PROBLEM DESCRIPTION –
Can you rewrite these rows with "tiled floor" changed to "wooden floor", keeping everything else the same and leaving out the pictures?

INFORMATION PROVIDED –
>> START

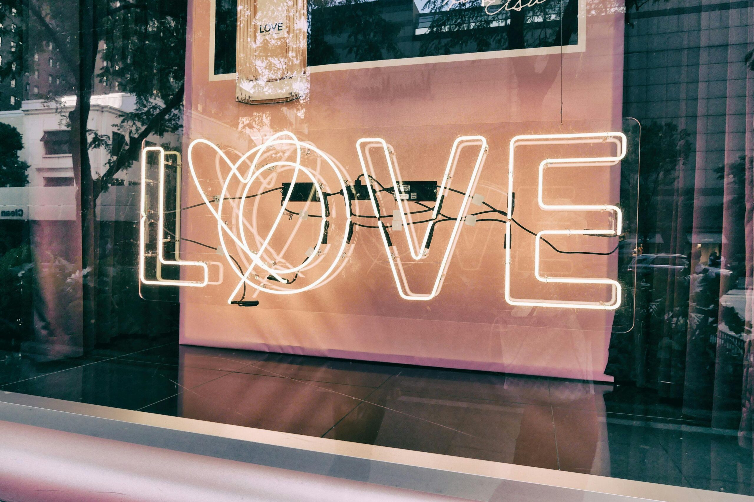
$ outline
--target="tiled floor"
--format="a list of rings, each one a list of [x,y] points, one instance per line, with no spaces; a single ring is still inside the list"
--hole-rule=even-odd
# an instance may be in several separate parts
[[[694,421],[636,388],[176,343],[139,348],[44,364],[0,354],[2,389],[754,494],[752,451],[737,430]]]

>> END

SOLUTION BELOW –
$ outline
--target="wooden floor"
--format="a list of rings, each one a list of [x,y] points, one instance per line, with no spaces; a single ring is still inside the list"
--hole-rule=even-odd
# an instance may be in several separate parts
[[[694,421],[636,388],[176,343],[139,348],[44,364],[0,354],[2,389],[754,494],[752,451],[737,430]]]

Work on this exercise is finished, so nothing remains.